## [Exercise aim]
Everything from the line containing "the green fairway" through the final line of the records must be transcribed verbatim; nothing else belongs in the result.

## [Material]
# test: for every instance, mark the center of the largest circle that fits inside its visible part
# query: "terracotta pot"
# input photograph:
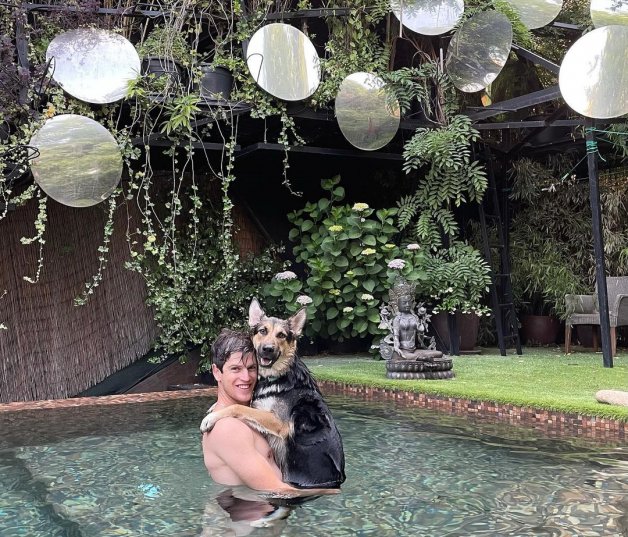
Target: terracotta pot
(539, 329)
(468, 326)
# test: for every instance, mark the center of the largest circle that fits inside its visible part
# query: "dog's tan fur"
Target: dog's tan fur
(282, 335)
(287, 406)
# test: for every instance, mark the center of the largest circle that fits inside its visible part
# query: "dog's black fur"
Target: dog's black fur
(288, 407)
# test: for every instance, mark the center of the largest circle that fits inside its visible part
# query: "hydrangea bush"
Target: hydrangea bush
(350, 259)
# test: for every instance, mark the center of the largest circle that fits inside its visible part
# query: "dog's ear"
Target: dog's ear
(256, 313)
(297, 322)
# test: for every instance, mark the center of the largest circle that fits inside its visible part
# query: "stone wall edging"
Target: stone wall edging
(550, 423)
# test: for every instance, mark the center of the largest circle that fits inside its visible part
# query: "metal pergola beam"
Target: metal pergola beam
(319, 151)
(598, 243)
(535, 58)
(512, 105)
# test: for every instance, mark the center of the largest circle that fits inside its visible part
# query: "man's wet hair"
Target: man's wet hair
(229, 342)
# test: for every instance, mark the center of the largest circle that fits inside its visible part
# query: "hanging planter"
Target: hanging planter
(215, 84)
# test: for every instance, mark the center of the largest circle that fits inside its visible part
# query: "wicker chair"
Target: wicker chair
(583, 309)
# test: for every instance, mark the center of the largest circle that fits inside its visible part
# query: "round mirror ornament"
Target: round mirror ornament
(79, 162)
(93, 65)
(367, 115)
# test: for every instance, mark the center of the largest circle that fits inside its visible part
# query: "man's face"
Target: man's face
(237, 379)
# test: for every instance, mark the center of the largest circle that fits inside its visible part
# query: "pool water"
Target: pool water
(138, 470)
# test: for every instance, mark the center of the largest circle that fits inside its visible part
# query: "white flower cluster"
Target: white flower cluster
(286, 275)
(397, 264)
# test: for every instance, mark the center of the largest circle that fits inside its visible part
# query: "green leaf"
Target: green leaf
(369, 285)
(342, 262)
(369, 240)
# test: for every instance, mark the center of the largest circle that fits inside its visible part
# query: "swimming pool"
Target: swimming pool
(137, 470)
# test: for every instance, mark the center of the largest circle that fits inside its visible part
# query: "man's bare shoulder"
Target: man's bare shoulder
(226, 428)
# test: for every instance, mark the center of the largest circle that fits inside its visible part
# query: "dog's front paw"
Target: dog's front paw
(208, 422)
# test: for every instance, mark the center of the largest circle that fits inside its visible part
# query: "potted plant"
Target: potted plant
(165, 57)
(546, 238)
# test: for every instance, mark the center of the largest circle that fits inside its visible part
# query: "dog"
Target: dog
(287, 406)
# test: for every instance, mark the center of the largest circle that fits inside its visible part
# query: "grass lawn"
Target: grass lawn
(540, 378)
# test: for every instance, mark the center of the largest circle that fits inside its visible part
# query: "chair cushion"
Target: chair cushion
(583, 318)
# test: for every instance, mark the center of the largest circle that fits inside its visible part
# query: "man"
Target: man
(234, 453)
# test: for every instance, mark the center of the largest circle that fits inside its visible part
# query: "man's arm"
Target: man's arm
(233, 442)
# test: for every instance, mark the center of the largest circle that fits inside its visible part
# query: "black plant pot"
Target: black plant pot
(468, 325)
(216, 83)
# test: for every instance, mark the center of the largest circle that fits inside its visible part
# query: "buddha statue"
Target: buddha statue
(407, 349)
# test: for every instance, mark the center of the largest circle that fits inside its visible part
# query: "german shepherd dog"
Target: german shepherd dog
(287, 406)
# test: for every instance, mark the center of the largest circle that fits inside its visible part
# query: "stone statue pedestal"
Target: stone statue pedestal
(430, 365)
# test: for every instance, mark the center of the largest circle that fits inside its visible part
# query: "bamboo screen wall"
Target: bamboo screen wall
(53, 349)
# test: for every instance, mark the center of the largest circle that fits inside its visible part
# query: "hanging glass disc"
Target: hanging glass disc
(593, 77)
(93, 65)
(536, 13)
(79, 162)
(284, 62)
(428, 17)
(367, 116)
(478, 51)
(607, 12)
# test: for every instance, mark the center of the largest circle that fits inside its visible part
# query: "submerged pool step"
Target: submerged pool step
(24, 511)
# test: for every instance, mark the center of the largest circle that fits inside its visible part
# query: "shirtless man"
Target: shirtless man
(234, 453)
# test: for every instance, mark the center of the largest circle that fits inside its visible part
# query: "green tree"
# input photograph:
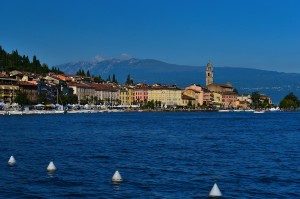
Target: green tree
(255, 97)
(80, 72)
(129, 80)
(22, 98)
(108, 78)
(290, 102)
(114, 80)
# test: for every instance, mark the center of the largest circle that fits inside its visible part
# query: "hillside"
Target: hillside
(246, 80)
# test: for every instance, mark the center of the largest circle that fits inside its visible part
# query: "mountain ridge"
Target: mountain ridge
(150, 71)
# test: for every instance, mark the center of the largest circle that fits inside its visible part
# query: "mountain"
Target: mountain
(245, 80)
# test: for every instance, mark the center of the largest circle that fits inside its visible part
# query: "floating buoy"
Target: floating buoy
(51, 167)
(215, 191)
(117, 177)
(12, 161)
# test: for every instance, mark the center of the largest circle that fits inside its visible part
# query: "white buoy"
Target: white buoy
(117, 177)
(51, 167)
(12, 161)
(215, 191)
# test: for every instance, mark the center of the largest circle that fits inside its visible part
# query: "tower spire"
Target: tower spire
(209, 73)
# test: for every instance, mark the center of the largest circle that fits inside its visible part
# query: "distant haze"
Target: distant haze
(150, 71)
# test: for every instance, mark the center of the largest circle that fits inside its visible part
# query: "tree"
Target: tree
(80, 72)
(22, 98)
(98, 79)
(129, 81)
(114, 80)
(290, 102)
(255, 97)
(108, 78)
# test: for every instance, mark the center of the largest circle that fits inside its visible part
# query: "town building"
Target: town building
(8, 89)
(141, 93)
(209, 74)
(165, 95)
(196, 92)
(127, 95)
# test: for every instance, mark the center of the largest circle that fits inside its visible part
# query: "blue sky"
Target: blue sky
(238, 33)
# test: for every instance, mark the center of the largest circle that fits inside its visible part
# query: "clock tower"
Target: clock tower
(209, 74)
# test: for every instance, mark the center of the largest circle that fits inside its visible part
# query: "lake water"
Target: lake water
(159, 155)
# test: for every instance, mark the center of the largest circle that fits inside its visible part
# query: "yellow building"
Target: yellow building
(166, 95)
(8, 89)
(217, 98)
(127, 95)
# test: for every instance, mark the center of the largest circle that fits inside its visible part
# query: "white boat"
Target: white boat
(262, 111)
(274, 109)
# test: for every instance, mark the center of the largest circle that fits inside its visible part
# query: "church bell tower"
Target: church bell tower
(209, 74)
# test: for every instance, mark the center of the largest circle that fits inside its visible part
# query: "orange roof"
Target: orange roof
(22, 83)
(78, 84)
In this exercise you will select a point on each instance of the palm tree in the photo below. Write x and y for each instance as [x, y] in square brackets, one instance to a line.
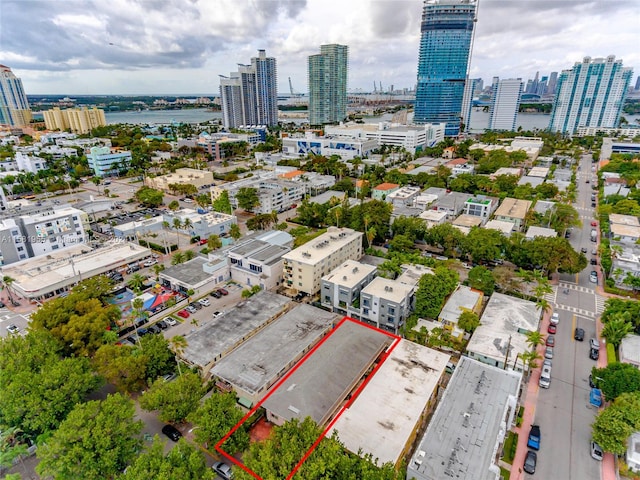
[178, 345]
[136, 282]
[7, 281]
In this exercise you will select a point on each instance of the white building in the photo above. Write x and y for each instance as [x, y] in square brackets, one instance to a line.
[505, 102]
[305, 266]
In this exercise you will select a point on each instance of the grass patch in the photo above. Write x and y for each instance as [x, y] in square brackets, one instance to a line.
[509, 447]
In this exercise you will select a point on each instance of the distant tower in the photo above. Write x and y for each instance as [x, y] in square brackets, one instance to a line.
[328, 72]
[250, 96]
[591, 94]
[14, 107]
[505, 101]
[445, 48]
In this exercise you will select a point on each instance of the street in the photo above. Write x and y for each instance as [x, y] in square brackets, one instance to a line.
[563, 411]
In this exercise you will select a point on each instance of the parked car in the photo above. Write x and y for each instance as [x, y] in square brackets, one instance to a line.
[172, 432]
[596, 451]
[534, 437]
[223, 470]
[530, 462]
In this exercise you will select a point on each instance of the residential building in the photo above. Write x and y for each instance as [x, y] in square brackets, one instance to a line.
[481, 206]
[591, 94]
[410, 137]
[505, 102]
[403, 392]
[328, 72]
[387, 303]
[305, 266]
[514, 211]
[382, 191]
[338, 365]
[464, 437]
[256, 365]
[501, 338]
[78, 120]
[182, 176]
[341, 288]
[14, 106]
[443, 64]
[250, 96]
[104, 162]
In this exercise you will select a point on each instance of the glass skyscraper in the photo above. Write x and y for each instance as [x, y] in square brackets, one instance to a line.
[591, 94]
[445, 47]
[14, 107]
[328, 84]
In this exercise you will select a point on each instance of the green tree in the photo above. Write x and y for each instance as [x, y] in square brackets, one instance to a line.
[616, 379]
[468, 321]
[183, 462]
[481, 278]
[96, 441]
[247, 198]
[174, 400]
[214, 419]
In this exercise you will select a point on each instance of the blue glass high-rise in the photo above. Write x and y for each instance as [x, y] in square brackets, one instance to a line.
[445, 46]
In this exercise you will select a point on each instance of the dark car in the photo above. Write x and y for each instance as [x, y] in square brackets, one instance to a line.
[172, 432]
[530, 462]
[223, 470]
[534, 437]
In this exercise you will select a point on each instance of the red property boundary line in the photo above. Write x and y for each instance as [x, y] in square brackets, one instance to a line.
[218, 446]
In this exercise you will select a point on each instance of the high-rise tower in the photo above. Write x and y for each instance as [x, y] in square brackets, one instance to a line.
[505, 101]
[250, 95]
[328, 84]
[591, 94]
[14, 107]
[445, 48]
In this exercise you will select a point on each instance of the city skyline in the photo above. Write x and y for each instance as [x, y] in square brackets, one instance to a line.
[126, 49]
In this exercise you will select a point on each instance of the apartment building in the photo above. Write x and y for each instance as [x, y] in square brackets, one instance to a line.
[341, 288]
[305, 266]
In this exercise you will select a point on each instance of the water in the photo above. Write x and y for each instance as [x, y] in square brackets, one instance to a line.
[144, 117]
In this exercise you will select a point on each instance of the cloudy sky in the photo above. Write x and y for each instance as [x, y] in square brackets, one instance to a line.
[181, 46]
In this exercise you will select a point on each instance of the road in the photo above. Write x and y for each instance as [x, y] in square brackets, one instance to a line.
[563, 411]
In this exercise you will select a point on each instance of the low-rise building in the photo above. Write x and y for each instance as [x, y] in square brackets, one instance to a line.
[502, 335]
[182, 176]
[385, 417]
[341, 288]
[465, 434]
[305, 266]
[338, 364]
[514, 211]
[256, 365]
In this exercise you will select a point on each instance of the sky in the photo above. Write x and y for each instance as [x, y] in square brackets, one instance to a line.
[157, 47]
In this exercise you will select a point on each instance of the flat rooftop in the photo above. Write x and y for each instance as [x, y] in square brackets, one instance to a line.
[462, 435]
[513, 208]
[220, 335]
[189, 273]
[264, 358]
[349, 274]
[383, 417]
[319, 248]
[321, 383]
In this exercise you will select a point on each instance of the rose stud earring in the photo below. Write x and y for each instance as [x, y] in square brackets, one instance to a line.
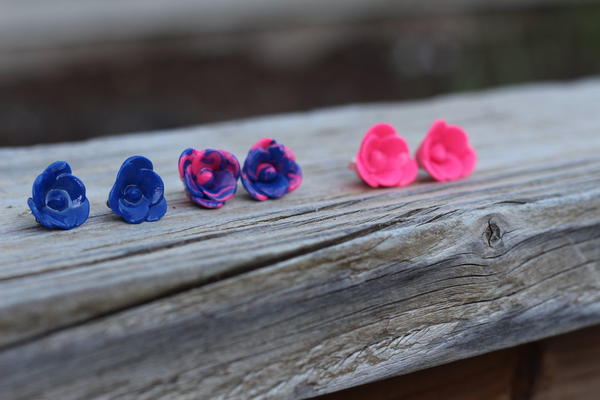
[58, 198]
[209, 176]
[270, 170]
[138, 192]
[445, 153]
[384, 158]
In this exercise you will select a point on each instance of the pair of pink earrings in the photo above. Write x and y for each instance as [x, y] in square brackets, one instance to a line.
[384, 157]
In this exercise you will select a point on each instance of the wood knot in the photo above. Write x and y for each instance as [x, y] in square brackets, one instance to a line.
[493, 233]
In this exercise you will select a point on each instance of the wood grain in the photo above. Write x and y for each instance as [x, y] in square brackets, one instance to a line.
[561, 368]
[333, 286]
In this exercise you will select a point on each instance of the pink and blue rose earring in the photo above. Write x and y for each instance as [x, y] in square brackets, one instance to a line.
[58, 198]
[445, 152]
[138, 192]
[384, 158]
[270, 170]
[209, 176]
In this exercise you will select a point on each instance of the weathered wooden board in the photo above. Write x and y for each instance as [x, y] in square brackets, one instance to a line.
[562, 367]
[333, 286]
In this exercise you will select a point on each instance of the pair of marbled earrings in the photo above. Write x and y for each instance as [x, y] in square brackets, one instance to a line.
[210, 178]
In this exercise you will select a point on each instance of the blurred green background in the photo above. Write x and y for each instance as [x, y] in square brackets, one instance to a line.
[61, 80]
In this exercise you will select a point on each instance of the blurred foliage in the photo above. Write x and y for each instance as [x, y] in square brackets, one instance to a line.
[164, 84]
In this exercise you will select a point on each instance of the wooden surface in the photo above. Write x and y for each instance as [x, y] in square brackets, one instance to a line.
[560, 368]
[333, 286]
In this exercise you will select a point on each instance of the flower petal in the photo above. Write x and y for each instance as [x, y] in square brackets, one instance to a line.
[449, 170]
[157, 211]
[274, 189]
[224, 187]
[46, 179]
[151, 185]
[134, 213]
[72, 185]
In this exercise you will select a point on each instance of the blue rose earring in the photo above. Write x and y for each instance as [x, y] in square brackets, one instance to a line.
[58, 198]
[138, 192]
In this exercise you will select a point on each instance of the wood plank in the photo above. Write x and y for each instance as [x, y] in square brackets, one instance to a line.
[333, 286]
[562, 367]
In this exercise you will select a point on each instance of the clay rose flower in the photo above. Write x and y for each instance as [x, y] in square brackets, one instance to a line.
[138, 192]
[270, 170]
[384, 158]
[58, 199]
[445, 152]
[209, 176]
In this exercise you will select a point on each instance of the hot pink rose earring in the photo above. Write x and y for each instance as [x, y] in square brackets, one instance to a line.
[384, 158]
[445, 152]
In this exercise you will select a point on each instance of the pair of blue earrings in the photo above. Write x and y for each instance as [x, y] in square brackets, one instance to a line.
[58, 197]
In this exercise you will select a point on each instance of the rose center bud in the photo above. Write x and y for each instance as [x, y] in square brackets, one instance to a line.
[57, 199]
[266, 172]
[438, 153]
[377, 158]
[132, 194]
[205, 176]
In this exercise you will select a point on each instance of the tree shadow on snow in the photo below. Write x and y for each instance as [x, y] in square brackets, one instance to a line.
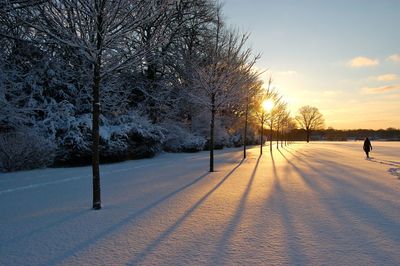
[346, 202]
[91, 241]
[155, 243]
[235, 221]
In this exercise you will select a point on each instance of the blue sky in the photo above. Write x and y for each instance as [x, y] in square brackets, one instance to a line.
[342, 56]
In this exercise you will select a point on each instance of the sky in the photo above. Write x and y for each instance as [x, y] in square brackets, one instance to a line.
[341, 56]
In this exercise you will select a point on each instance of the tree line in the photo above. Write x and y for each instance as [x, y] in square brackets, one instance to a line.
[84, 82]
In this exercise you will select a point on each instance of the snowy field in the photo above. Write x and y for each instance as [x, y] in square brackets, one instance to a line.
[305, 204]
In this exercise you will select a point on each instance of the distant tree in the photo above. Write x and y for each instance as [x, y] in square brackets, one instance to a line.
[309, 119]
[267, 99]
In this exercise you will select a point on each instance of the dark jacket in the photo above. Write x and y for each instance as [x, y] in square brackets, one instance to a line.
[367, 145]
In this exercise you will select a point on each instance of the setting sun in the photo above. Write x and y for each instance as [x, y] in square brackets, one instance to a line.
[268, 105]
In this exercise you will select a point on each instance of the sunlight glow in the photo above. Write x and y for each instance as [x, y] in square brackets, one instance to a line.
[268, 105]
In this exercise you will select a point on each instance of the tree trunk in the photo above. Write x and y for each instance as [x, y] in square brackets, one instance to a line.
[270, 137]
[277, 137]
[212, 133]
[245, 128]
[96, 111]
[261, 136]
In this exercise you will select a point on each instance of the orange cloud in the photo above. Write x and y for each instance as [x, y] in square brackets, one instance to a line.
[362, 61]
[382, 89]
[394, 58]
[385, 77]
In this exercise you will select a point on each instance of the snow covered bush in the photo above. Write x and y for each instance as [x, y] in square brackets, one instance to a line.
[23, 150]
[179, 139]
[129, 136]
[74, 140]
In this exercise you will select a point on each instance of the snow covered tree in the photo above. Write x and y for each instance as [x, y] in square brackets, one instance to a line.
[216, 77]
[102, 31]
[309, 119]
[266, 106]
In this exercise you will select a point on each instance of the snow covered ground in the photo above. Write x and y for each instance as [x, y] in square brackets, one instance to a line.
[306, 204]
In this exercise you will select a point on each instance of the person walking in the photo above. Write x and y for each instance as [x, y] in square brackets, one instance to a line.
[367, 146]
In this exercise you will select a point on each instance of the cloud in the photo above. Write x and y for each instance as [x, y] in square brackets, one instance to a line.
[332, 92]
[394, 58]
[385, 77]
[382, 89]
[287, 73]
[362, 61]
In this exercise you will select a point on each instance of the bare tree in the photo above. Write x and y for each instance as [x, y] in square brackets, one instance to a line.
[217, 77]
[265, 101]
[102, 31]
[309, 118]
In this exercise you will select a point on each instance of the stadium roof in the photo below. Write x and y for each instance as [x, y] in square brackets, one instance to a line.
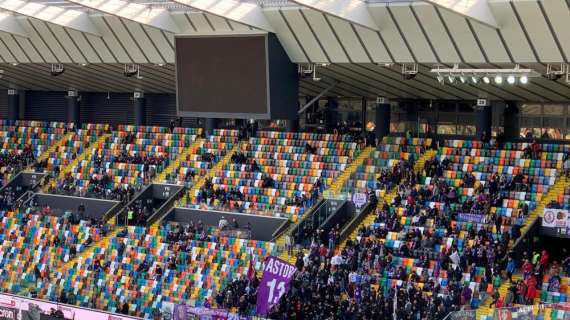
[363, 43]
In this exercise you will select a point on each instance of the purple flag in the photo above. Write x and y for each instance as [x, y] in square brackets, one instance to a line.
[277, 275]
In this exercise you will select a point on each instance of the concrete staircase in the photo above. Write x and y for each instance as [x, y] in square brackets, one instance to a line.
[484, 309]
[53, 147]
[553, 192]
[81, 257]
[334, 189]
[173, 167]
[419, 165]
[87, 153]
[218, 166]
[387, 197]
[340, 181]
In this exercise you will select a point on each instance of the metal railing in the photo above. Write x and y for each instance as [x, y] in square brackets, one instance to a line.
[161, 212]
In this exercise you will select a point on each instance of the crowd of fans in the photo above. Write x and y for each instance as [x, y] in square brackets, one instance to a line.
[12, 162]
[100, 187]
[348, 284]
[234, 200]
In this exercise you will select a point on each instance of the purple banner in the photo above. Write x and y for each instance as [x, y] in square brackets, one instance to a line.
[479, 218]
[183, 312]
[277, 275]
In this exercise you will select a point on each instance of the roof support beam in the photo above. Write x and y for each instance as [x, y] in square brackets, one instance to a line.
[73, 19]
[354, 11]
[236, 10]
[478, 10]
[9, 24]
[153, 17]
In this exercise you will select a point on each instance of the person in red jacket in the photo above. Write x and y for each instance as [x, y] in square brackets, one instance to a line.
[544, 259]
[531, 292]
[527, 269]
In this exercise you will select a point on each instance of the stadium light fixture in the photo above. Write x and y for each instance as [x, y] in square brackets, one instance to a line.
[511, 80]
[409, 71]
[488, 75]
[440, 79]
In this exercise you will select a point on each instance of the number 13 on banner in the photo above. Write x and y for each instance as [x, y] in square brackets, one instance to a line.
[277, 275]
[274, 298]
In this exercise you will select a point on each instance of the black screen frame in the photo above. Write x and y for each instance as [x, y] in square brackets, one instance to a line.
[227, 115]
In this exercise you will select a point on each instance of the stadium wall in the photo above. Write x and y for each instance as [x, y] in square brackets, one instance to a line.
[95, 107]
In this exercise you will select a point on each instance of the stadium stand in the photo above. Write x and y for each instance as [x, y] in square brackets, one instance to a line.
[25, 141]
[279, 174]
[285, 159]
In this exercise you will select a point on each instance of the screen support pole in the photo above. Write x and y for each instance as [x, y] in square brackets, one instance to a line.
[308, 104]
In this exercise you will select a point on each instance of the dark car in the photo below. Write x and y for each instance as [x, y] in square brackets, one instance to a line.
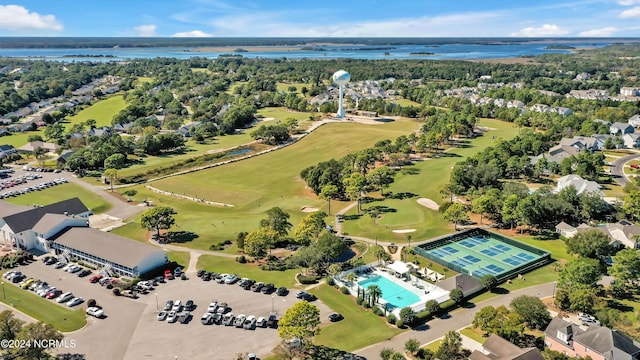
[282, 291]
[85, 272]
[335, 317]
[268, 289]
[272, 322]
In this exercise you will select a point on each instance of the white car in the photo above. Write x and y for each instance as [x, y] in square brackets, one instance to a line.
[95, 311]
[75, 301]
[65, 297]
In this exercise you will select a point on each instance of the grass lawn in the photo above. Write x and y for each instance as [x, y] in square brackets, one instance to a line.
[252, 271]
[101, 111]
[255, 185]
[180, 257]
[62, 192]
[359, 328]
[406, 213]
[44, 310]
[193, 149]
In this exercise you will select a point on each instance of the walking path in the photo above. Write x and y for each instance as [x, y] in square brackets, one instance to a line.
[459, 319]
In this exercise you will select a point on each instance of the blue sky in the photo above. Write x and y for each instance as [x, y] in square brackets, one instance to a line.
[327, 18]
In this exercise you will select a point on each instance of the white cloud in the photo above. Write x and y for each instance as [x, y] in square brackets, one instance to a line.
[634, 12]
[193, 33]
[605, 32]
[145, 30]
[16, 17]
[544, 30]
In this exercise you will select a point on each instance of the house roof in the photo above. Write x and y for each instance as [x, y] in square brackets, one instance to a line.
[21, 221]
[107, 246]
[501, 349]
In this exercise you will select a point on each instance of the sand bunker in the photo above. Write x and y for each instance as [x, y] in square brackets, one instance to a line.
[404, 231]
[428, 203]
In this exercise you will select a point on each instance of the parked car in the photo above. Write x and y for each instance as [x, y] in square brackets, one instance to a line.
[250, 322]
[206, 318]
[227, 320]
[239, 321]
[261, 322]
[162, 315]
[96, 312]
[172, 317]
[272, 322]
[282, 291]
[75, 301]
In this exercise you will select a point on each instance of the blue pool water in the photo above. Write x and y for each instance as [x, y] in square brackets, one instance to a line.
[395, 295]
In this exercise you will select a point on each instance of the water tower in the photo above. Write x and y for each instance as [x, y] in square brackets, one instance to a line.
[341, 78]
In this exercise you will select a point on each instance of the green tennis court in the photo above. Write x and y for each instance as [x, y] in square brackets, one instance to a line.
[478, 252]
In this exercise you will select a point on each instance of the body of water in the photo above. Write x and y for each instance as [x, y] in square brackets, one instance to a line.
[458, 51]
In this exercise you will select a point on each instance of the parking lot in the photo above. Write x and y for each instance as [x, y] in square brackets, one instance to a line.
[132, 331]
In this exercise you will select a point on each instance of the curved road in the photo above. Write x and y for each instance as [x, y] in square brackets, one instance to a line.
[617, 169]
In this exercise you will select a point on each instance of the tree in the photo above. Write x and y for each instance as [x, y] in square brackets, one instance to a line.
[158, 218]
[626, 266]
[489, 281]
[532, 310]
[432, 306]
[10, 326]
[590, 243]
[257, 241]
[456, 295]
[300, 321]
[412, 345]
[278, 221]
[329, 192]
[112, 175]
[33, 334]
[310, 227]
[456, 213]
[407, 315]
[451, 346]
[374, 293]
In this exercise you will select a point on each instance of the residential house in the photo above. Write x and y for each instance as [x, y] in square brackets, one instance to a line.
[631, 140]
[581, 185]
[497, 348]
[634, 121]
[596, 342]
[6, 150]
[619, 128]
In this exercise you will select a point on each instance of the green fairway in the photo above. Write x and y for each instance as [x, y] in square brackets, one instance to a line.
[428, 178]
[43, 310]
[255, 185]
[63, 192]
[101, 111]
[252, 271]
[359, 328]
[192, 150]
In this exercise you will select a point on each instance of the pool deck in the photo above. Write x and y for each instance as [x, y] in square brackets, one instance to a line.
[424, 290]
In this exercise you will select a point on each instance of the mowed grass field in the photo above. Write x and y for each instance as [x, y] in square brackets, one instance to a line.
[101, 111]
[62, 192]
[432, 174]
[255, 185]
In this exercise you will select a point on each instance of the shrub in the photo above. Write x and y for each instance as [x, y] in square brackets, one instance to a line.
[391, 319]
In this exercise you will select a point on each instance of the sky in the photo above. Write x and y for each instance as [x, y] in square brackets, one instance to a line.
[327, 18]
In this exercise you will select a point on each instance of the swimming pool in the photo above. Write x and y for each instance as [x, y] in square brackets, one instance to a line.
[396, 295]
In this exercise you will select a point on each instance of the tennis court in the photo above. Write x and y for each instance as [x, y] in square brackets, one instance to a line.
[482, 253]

## [Exercise response]
In this exercise you will select a point on each instance of the green fairway in the photo above. Write x and y for each instance as [x, y] in square brackets, one instance to a line.
[428, 178]
[43, 310]
[255, 185]
[63, 192]
[101, 111]
[252, 271]
[359, 328]
[192, 150]
In this exercise you will select a point on each instance of the pool deck in the photo above. Write x and y for each instance as [x, y] in square brackets, one instance to a line.
[424, 290]
In this exercise you will select a point on each instance of the mowed grass field in the photo above. Write x and y for each instance as [x, y] in square brackets, one instance to a line.
[101, 111]
[62, 192]
[432, 174]
[255, 185]
In this exercise you will select a point on each instance of the shrub in the photo above. Write x and y for each instance as [x, y] in square brackets, one instance to a line.
[391, 319]
In this exercise you will select a point on each instance of the sky in the photo above. Write x and y for each instance as [x, y] in square brackets, one instance to a line.
[327, 18]
In this exercise you will select a point on each instance of the swimming pool in the photo above. Write x and y for each instance as [x, y] in square brackets, one instance to a line.
[396, 295]
In this exercise you will select a point on each instance of the tennis court in the photo above. Write x and y for each instance as [x, y] in square brackets, one instance to a line.
[482, 253]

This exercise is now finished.